PROBLEMS AND TASKS:
(1) Using the forum thread about grills, decide whether each statement agrees with it: (a) Leslie chose the stainless steel Genesis; (b) JETaylor bought a grill at Home Depot; (c) corkyb says all three burners on the old grill still light. Answer yes or no for each, quoting the deciding words.
(2) In the forum thread about grills, how much did Leslie save by cashing in points and gift certificates?
(3) Retype the forum thread about grills from "I cashed in" up to and including "for the weekend!".

SELECTED TEXT:
[Start of section]

I believe the current issue of Consumer Reports has an article comparing grills.


----------



## JETaylor (Jan 25, 2011)

Leslie said:


> Okay, I have the gas problem sorted out. Now the question is: a colored one or stainless steel. Thoughts?
> 
> L


Ours is the green.  Both are styling but we went with the green because it was the floor model and put together nicely. They even brought it to the house and helped my husband get it on the deck. We got it at our local hardware store - so the personal touch was very nice and something you won't get with places like Home Depot.


----------



## corkyb (Apr 25, 2009)

I will probably buy the green one myself if I end up taking the plunge for a new Weber.


----------



## Leslie (Apr 7, 2008)

I decided to go with the stainless steel Genesis.



I cashed in all my points and gift certificates and saved $430 which made this feel like a bargain. LOL.

The air freight man delivered it just a little while ago. Looks like my husband has his project for the weekend!










L


----------



## JETaylor (Jan 25, 2011)

Shiny in a box.   

And that's a good amount of savings.  

Enjoy it!


----------



## Leslie (Apr 7, 2008)

Yes, I am very pleased with saving so much...I read somewhere that Weber grills never go on sale so I was glad to be able to create my own sale...LOL.

L


----------



## geoffthomas (Feb 27, 2009)

At the end of the year, Home Depot often has some on sale.
My Genesis Silver is a wonderful unit - the key thing is to have stainless "burners".
And I prefer the porcelainized cast iron grids.

Have replaced a few parts over the years to keep a good thing going.


----------



## Leslie (Apr 7, 2008)

The one we got does have the stainless burners and the porcelain grids.

I am looking forward to getting this put together today!

L


----------



## corkyb (Apr 25, 2009)

hmmm, pretty.  Wish I had that amount of points and gift certificates.  I have never replaced a thing.  How can I figure out if I should replace the grill or just parts.  I know I need a tank, grids and the flavorizers.  But I don't know if the rest of the grill is sound or not.  The grids and flavorizers have fallen practically apart on me.  They just wore right through I guess.  Porcelain doesn't rust so it's not rust.  I have not done any maintenance on th grill except to occasionally wash it down.  I have had it since the early or mid 1990's.  So I'm thinking I would probably have to put several hundred into grids, flavorizors, tank.  Vs. the larger Genesis. I don't need a side burner, but it might be nice.  Just trying to figure if I would be throwing away money to fix it and save several hundred vs. do the outlay.  I am at a point where I soon will not be able to use it.  All three burners light and work fine.  The edges of the grill don't heat as well as the center.  But he thermometer still works and the thing heats up all the way and cools down to 350 at medium indirect.  

Decisions, decisions, especially since I am a bit broke, want an ipad 3, an iphone in the Fall, and really need a new Apple laptop (which I may have put money into that is now not worth the return).

Advice appreciated.  I guess it's ok to hijack Leslies thread as it's on the same subject and hers is delivered.  Tel me if not.
Leslie, I hope the assembly goes smoothly and enjoy the grill.  I may have to ask if you will have your hubby stop by here and assemble for me.  Do you still go to Utica to visit your daughter or did she graduate?
Paula


----------



## Leslie (Apr 7, 2008)

[End of section]

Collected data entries
[Start of section]

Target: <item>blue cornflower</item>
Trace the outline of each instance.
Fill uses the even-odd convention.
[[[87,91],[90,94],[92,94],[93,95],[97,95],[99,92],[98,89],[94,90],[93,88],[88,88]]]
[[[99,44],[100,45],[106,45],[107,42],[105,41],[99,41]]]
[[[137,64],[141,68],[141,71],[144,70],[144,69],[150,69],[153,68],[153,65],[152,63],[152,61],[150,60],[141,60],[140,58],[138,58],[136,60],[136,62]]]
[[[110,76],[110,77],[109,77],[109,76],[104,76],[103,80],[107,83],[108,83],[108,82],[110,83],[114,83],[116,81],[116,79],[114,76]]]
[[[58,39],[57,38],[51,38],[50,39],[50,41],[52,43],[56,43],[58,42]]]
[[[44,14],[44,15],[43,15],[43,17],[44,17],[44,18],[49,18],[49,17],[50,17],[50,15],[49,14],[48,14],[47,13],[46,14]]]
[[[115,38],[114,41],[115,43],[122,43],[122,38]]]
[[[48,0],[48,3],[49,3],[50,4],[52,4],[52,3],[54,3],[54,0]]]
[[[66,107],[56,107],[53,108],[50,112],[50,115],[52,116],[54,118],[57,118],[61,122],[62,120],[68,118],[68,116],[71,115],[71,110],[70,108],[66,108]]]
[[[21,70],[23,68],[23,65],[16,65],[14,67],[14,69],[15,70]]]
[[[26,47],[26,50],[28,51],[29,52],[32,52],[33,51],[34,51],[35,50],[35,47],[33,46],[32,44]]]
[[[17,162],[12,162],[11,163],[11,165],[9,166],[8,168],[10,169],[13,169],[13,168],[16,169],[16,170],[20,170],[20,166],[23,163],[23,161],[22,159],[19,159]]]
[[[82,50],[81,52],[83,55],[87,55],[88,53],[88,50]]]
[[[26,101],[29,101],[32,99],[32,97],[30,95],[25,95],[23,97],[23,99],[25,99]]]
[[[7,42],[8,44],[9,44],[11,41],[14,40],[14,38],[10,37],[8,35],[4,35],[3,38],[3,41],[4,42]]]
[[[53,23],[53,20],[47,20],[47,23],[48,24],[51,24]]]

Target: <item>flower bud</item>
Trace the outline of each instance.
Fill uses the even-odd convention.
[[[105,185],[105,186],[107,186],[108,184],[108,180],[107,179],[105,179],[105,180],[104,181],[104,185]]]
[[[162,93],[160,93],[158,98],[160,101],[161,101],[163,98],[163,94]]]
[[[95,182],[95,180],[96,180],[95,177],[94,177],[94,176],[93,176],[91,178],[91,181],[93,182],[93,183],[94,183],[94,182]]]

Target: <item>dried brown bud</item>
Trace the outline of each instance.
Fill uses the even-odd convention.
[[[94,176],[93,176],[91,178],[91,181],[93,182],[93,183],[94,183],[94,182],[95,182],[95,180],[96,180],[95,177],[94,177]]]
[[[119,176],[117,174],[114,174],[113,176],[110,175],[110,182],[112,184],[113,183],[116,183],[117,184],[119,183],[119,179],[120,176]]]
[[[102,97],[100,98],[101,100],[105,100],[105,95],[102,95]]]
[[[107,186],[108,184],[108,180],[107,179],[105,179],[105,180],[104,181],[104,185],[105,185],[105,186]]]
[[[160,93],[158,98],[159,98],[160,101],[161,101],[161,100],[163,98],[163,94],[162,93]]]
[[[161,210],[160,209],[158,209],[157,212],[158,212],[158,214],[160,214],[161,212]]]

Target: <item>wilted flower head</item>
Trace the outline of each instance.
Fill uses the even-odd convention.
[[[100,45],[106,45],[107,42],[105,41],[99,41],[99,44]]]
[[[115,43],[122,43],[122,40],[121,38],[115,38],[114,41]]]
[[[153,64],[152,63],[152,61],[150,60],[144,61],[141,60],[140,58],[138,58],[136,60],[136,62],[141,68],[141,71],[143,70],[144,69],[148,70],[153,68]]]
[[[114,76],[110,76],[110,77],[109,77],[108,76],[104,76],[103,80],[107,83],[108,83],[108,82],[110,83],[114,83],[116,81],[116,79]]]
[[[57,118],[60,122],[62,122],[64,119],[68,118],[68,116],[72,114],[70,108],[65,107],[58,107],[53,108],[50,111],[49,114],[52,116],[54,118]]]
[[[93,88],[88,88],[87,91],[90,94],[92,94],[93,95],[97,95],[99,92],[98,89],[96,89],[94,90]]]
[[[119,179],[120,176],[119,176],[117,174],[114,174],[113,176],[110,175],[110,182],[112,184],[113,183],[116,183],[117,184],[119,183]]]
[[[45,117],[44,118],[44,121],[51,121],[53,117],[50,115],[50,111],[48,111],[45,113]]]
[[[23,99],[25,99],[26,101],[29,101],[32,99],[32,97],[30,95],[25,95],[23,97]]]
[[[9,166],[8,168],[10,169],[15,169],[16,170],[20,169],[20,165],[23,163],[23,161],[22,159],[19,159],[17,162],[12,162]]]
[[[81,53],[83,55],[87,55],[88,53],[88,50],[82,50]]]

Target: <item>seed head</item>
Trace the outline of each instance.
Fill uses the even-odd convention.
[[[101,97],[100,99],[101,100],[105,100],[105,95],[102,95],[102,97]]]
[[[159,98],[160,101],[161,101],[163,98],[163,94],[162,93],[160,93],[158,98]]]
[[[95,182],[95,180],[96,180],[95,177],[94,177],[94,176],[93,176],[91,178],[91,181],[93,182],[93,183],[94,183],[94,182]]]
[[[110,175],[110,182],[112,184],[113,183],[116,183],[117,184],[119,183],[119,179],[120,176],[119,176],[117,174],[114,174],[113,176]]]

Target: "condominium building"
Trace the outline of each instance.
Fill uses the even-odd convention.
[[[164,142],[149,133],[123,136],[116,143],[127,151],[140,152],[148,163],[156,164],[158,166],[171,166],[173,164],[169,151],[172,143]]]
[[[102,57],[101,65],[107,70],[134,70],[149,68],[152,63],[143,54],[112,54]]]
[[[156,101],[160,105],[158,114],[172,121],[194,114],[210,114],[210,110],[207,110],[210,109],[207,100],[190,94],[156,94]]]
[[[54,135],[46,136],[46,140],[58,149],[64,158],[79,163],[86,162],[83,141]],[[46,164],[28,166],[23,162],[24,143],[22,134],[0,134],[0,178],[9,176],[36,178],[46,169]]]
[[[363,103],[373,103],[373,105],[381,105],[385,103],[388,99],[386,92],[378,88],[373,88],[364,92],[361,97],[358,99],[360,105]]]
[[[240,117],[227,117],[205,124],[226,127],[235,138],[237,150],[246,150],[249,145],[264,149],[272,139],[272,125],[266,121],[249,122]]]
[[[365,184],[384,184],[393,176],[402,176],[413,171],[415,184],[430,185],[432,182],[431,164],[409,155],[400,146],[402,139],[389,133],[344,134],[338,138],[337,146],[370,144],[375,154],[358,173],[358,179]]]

[End of section]

EXPECTED RESULTS:
(1)
(a) Yes: "I decided to go with the stainless steel Genesis."
(b) No: "We got it at our local hardware store"
(c) Yes: "All three burners light and work fine."

(2) $430.

(3)
I cashed in all my points and gift certificates and saved $430 which made this feel like a bargain. LOL.

The air freight man delivered it just a little while ago. Looks like my husband has his project for the weekend!